-- begin Data for this task --

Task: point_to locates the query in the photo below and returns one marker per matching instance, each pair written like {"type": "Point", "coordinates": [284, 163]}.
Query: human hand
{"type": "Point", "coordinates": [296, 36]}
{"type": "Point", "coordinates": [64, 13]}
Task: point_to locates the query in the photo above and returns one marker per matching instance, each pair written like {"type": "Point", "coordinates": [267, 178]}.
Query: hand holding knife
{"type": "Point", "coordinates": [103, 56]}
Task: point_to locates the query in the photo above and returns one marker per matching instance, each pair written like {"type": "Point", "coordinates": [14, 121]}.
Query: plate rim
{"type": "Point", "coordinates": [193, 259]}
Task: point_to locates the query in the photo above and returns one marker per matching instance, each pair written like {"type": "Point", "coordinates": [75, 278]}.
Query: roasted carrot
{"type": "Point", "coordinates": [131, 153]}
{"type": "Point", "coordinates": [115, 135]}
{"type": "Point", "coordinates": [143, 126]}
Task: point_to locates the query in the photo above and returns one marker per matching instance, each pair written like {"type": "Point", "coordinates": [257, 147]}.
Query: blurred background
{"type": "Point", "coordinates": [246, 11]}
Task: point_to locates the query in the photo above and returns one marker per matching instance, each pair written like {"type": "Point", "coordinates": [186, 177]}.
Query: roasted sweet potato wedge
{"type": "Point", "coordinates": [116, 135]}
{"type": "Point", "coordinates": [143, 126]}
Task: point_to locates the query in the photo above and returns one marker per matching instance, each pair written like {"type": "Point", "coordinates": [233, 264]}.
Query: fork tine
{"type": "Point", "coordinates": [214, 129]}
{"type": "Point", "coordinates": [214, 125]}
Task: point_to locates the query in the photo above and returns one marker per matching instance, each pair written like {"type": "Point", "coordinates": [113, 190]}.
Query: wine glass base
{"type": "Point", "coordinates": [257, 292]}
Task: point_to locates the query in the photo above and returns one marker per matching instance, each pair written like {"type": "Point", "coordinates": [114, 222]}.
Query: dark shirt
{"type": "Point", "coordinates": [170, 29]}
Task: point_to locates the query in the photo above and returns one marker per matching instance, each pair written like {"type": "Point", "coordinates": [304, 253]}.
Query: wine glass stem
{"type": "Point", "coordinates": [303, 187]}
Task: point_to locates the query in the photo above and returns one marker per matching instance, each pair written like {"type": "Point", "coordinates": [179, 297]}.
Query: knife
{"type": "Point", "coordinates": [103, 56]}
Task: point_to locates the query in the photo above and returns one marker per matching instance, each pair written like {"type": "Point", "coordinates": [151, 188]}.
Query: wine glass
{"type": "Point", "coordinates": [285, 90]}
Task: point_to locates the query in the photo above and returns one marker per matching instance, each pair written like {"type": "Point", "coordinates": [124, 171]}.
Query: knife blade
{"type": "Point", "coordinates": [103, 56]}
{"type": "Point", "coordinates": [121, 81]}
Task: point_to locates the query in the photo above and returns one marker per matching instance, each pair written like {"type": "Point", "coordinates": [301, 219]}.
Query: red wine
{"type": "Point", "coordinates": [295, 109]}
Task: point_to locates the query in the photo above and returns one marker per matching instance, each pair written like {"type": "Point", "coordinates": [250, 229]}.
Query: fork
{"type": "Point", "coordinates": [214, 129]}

-- end Data for this task --

Exercise requirements. Reproduce all data above, unchanged.

Correct result.
Task: point_to locates the query in the photo below and returns one marker per matching instance, each pair written like {"type": "Point", "coordinates": [284, 163]}.
Query: human hand
{"type": "Point", "coordinates": [296, 36]}
{"type": "Point", "coordinates": [64, 13]}
Task: point_to locates the query in the photo above and returns one marker per matching instance, each pair written like {"type": "Point", "coordinates": [267, 178]}.
Query: hand holding knife
{"type": "Point", "coordinates": [103, 56]}
Task: point_to locates the query in the photo above and returns one marker per matching instance, each pair written like {"type": "Point", "coordinates": [14, 121]}.
Query: plate rim
{"type": "Point", "coordinates": [193, 259]}
Task: point_to locates the query in the photo above and returns one marker per matching instance, each pair written like {"type": "Point", "coordinates": [75, 278]}.
Query: roasted carrot
{"type": "Point", "coordinates": [131, 153]}
{"type": "Point", "coordinates": [115, 135]}
{"type": "Point", "coordinates": [143, 126]}
Task: point_to locates the query in the photo above and returns one marker per matching instance, each pair written like {"type": "Point", "coordinates": [257, 147]}.
Query: blurred background
{"type": "Point", "coordinates": [246, 11]}
Task: point_to locates the query in the photo above and returns one marker per matching instance, each pair written like {"type": "Point", "coordinates": [186, 177]}.
Query: roasted sweet potato wedge
{"type": "Point", "coordinates": [116, 135]}
{"type": "Point", "coordinates": [143, 126]}
Task: point_to locates the query in the photo above and returns one marker per matching instance, each pair written like {"type": "Point", "coordinates": [233, 264]}.
Query: fork tine
{"type": "Point", "coordinates": [214, 129]}
{"type": "Point", "coordinates": [214, 125]}
Task: point_to locates the query in the photo above and returns one marker per matching instance, each pair written like {"type": "Point", "coordinates": [113, 190]}.
Query: wine glass base
{"type": "Point", "coordinates": [257, 292]}
Task: point_to locates the query in the photo above and returns one marker per matching instance, each pair written like {"type": "Point", "coordinates": [114, 222]}.
Query: dark shirt
{"type": "Point", "coordinates": [170, 29]}
Task: point_to locates the query in the photo above and returns one marker per matching instance, each pair written like {"type": "Point", "coordinates": [304, 253]}.
Query: wine glass stem
{"type": "Point", "coordinates": [303, 187]}
Task: point_to locates the query in the photo above and returns one marker per matching instance, each pair written like {"type": "Point", "coordinates": [179, 297]}.
Query: knife
{"type": "Point", "coordinates": [103, 56]}
Task: point_to locates the query in the photo above and returns one marker per matching instance, each pair written like {"type": "Point", "coordinates": [151, 188]}.
Query: wine glass
{"type": "Point", "coordinates": [285, 90]}
Task: point_to locates the query in the photo above and returns one marker per matching instance, each pair written like {"type": "Point", "coordinates": [124, 171]}.
Query: knife blade
{"type": "Point", "coordinates": [103, 56]}
{"type": "Point", "coordinates": [121, 81]}
Task: point_to locates the query in the photo above and returns one marker per matching instance, each pair written like {"type": "Point", "coordinates": [301, 219]}.
Query: red wine
{"type": "Point", "coordinates": [295, 109]}
Task: point_to locates the query in the photo above and returns one marker per matching instance, each pair written like {"type": "Point", "coordinates": [250, 229]}.
Query: fork
{"type": "Point", "coordinates": [214, 129]}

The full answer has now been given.